Ce qui distingue l’islamophobie d’autres formes d’oppression, c’est qu’il y a une industrie qui alimente la haine antimusulmane.

Jasmin Zine, professeure de sociologie et d’études musulmanes à l’Université Wilfrid-Laurier

Les crimes et les incidents haineux ou la discrimination ne sont que la pointe de l’iceberg. Si on veut lutter contre l’islamophobie, il faut aussi s’attaquer à tout ce qui, en dessous, y conduit. « Ces actes deviennent justifiés et légitimés par les idéologies qui les soutiennent. » Que ce soient les discours médiatiques qui nourrissent les imaginaires islamophobes, la prolifération de fausses informations, les controverses créées de toutes pièces qui alimentent des théories conspirationnistes d’extrême droite comme celle du Grand Remplacement…

Les représentations négatives des musulmans ne sont pas uniquement perpétuées par des groupes d’extrême droite, observe la professeure Jasmin Zine. Elles ont percolé dans l’opinion publique canadienne, propulsées notamment par des politiques de surveillance post-11-Septembre. Si bien qu’un nombre grandissant de citoyens en arrivent à croire que leurs préjugés sont justifiés et que les musulmans ne peuvent s’en prendre qu’à eux-mêmes pour la haine et la discrimination dont ils sont victimes.

***

La veille de ce sommet sur l’islamophobie, Ottawa avait organisé un sommet sur l’antisémitisme, un mal qui a aussi connu une recrudescence pendant la pandémie.

L’antisémitisme est « le canari dans la mine du mal », a rappelé l’ancien ministre de la Justice Irwin Cotler, envoyé spécial pour la préservation de la mémoire de l’Holocauste et la lutte contre l’antisémitisme.

Autrefois, lorsque le canari envoyé au fond de la mine de charbon donnait des signes de suffocation, détectant ce qu’aucun homme ne pouvait encore détecter, les mineurs étaient avertis qu’un danger les guettait. Pour échapper à une explosion ou à une émanation de gaz toxiques, il fallait se dépêcher de remonter à la surface.

Il en est de même pour les émanations toxiques d’antisémitisme. C’est forcément mauvais signe. Pas juste pour les Juifs, mais pour toute la société qui les respire.

« Comme on l’a appris douloureusement, ça commence par les Juifs, mais ça ne s’arrête pas là », a dit Irwin Cotler, qui est aussi professeur émérite de droit à l’Université McGill.

§ **TRAVAIL À FAIRE**:
1: Dans l'extrait sur l'islamophobie et l'antisémitisme, à quoi Irwin Cotler compare-t-il l'antisémitisme ?
2: Poursuivez l'extrait sur l'islamophobie et l'antisémitisme à la suite de sa dernière phrase.
Le matériel présenté plus bas provient d'une source différente de celle de l'extrait.

§ **DONNÉES ENREGISTRÉES**:
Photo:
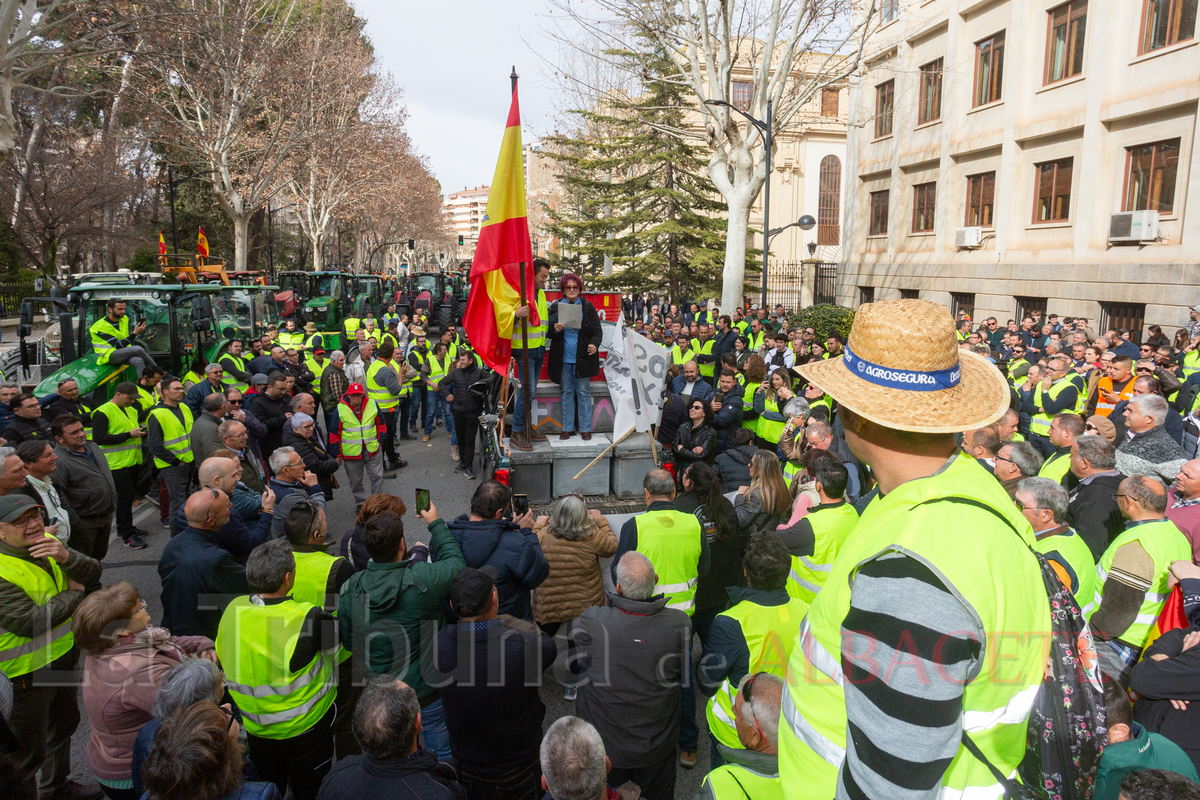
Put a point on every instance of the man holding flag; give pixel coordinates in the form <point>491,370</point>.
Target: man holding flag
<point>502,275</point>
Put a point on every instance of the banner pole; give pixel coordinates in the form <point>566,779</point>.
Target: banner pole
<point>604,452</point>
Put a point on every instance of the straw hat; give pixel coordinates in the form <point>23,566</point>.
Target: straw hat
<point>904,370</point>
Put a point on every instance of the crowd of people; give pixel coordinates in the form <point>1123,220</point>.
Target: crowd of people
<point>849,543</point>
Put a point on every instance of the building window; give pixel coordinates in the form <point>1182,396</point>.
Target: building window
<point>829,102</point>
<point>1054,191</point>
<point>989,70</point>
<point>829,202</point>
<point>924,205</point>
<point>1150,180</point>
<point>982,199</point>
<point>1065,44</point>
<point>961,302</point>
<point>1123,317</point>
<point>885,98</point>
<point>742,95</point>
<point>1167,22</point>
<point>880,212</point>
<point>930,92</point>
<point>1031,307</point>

* * *

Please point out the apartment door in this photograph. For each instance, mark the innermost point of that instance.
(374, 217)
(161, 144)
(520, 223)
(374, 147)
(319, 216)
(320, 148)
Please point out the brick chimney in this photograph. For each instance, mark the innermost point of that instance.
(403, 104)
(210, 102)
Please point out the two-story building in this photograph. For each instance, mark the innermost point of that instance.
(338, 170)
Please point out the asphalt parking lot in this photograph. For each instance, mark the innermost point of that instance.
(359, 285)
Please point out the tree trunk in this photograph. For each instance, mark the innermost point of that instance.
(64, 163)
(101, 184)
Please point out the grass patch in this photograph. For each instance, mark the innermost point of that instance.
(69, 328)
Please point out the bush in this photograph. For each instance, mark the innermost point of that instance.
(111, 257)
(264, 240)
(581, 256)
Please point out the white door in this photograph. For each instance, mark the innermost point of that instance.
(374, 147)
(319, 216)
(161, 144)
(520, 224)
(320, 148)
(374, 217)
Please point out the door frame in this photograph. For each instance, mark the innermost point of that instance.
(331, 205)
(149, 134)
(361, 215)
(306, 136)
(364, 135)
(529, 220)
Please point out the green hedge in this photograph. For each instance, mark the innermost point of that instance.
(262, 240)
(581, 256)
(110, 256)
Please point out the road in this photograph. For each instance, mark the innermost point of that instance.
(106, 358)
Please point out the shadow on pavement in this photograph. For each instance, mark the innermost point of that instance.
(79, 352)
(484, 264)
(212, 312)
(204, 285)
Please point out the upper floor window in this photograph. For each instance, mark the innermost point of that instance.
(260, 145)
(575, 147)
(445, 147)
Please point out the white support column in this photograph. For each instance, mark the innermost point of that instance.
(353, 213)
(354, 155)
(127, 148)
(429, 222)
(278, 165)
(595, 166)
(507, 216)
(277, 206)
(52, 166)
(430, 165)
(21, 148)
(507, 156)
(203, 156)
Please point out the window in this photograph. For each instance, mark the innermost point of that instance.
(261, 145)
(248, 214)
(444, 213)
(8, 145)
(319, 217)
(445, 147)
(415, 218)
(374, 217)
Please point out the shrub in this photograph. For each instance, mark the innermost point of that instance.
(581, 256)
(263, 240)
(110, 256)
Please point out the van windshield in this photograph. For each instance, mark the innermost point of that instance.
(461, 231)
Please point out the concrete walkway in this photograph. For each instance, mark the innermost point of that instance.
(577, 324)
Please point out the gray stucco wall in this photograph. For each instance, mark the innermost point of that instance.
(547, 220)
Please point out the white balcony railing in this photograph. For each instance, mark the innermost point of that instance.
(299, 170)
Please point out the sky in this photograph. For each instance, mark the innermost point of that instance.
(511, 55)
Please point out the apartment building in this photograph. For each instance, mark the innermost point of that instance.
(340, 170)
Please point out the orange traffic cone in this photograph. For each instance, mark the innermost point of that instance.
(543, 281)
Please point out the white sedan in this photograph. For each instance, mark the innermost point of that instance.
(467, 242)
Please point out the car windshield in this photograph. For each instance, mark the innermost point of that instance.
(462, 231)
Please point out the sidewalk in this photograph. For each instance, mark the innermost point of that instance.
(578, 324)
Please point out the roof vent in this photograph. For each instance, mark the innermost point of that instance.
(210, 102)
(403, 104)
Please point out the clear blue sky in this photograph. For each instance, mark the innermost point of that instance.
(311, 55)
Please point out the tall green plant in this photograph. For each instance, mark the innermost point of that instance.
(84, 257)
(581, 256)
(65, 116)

...

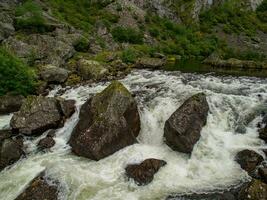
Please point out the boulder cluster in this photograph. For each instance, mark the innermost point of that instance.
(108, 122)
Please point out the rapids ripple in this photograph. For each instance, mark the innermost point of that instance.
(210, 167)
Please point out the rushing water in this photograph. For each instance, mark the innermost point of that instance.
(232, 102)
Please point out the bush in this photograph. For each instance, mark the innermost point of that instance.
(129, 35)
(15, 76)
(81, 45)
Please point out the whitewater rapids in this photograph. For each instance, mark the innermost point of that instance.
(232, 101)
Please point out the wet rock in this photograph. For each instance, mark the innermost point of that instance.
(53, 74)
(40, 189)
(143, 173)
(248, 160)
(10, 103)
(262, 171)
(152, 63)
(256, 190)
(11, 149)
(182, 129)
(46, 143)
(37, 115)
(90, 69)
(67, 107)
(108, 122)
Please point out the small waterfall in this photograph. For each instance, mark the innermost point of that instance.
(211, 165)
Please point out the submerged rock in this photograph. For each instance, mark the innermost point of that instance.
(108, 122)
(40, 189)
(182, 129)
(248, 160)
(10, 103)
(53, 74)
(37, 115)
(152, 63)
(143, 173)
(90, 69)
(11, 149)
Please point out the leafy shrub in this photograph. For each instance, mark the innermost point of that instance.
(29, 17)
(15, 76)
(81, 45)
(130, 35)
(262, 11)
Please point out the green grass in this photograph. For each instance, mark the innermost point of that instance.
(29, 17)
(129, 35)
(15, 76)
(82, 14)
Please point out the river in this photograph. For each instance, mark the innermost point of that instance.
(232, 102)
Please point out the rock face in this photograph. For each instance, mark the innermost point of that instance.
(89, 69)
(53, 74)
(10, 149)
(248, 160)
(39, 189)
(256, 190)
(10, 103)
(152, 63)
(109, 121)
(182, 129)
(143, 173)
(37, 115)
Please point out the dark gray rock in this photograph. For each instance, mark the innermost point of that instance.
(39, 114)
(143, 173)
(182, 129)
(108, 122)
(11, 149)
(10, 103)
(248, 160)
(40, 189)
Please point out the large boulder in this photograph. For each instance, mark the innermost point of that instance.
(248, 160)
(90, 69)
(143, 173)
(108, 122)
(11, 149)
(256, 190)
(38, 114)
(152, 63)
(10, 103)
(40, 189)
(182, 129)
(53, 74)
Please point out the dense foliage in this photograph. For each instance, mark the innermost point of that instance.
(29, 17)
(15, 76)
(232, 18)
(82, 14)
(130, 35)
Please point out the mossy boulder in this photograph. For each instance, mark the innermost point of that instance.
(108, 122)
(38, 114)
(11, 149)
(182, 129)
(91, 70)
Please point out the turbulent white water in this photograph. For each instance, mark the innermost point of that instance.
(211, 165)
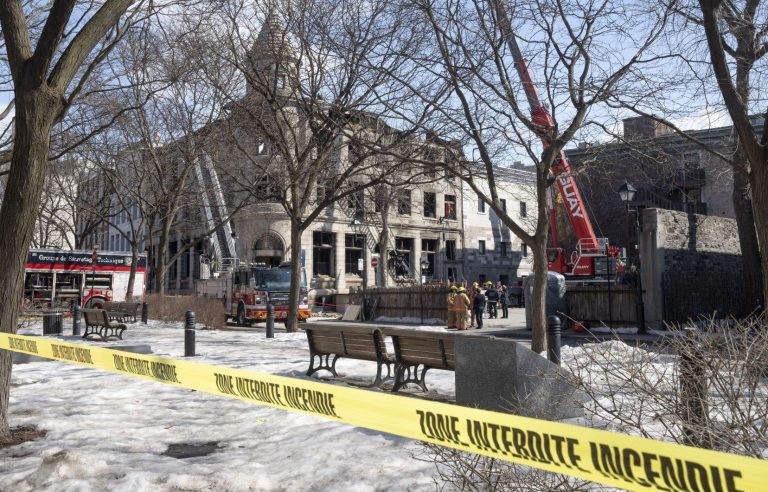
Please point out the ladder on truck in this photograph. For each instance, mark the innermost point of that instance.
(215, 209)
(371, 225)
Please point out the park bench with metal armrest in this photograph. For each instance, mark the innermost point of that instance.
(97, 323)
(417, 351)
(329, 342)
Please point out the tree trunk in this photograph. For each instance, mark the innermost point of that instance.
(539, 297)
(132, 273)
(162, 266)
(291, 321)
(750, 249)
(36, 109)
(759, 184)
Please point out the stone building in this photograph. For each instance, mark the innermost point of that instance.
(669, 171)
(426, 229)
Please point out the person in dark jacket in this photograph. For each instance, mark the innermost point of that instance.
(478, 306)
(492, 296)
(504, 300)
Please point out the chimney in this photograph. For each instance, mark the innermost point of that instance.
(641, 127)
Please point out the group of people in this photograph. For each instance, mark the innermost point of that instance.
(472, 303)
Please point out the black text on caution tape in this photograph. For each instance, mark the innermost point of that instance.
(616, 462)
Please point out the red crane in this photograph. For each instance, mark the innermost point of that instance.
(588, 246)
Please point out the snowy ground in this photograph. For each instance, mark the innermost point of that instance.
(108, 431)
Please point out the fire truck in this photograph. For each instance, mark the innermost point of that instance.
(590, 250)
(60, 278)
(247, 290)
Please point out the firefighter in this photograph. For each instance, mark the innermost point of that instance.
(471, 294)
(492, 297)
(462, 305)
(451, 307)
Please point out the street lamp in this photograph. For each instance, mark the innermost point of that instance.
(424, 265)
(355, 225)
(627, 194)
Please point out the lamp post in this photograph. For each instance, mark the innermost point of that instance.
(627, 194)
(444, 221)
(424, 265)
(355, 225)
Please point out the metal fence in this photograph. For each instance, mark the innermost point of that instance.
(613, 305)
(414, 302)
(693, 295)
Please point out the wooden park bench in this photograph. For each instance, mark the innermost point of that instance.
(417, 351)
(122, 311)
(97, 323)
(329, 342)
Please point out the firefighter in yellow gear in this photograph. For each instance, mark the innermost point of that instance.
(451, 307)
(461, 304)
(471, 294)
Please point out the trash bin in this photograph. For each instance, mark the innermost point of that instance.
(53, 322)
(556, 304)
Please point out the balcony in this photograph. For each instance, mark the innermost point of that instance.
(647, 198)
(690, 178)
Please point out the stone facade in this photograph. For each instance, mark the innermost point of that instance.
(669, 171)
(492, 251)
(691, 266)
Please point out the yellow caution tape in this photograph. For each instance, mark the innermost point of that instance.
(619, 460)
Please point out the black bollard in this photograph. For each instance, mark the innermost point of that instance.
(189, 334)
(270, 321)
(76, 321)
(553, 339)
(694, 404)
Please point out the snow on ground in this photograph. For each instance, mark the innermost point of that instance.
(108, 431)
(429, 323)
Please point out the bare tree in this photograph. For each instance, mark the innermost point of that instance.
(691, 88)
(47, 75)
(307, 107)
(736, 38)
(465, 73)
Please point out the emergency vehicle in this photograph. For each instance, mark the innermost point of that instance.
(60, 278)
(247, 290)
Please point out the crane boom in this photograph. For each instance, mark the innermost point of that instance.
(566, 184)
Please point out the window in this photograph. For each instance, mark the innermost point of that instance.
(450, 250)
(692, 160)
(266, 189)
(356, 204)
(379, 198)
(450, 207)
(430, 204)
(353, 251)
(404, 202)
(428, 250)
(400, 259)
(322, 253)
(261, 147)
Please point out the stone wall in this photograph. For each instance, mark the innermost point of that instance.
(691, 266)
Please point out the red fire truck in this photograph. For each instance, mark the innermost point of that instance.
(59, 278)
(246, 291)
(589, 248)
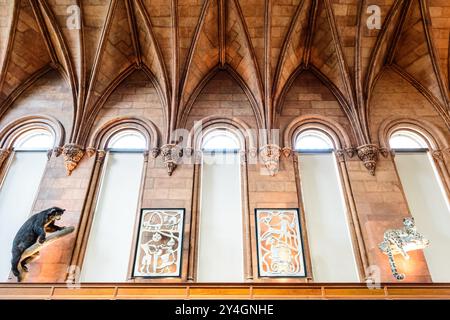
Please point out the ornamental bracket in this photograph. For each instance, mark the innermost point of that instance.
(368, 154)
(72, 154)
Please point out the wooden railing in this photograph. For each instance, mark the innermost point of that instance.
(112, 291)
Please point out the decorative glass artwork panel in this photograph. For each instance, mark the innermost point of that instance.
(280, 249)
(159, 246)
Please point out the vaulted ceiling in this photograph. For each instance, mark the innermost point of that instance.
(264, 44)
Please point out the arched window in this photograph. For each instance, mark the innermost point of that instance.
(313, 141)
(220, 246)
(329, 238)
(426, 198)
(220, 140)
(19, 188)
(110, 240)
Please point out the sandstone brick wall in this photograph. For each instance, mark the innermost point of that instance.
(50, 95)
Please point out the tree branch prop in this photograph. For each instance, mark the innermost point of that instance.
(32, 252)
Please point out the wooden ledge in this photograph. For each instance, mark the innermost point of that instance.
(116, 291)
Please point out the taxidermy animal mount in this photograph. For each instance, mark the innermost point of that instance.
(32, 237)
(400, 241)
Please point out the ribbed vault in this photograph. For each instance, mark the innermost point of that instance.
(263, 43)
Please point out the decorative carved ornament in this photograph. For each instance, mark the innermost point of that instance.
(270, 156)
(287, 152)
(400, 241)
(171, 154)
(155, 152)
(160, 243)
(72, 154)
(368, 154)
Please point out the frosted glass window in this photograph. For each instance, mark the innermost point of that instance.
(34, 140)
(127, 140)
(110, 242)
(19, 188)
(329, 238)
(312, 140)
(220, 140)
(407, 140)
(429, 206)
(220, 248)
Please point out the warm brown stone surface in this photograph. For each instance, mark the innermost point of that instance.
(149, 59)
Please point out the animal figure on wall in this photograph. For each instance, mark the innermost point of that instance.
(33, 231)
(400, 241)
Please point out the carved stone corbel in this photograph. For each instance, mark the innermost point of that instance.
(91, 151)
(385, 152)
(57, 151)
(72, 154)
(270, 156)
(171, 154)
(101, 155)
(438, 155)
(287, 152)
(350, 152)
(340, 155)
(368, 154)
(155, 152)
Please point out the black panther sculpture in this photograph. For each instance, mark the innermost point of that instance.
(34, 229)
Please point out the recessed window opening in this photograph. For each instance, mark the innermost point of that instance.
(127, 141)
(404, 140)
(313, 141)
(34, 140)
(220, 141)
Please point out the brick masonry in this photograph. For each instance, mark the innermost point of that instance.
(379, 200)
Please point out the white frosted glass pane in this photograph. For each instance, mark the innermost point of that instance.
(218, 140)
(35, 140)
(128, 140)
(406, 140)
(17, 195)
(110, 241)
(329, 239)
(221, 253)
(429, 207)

§ **RÉPONSES ATTENDUES**:
1: Au « canari dans la mine du mal ».

2:
La crise sanitaire a contribué à une résurgence de l’antisémitisme et à une augmentation des crimes haineux antisémites au Canada et ailleurs dans le monde. Cette troublante résurgence s’est accentuée encore le printemps dernier dans la foulée des tensions entre Israël et le Hamas dans la bande de Gaza. On ne parle pas ici des critiques légitimes à l’égard des politiques d’Israël ou de la défense des droits du peuple palestinien, mais d’actes haineux que rien ne justifie.

« 2020 a eu le niveau le plus élevé de crimes antisémites jamais vu aux États-Unis, au Canada et en Europe [depuis la Seconde Guerre mondiale]. Mais alors que nous n’en sommes qu’à la moitié de l’année 2021, on a déjà atteint le niveau de crimes haineux atteint pour toute l’année 2020 », a souligné Irwin Cotler.

Citoyens juifs menacés, synagogues incendiées, monuments vandalisés, montée de l’extrême droite en ligne, propagande et théories du complot antisémites liant les Juifs à la pandémie… En temps d’épidémie, l’humain est souvent tenté de puiser dans les mêmes vieux puits ancestraux de la haine et de partir à la chasse aux boucs émissaires. Au Moyen Âge, au temps de la peste bubonique en Europe, on accusait déjà les Juifs d’empoisonner l’eau des puits. Au temps de la COVID-19, on les accuse d’avoir fabriqué le virus dans le cadre d’un vaste complot pour dominer le monde.

Que l’on parle d’antisémitisme, d’islamophobie ou de toute autre forme de racisme, ces dangereuses variations sur la même haine sont aussi inacceptables que préoccupantes. D’où l’urgence de combattre collectivement ce fléau sans relâche et sur plusieurs fronts, comme l’ont répété plusieurs participants aux deux sommets.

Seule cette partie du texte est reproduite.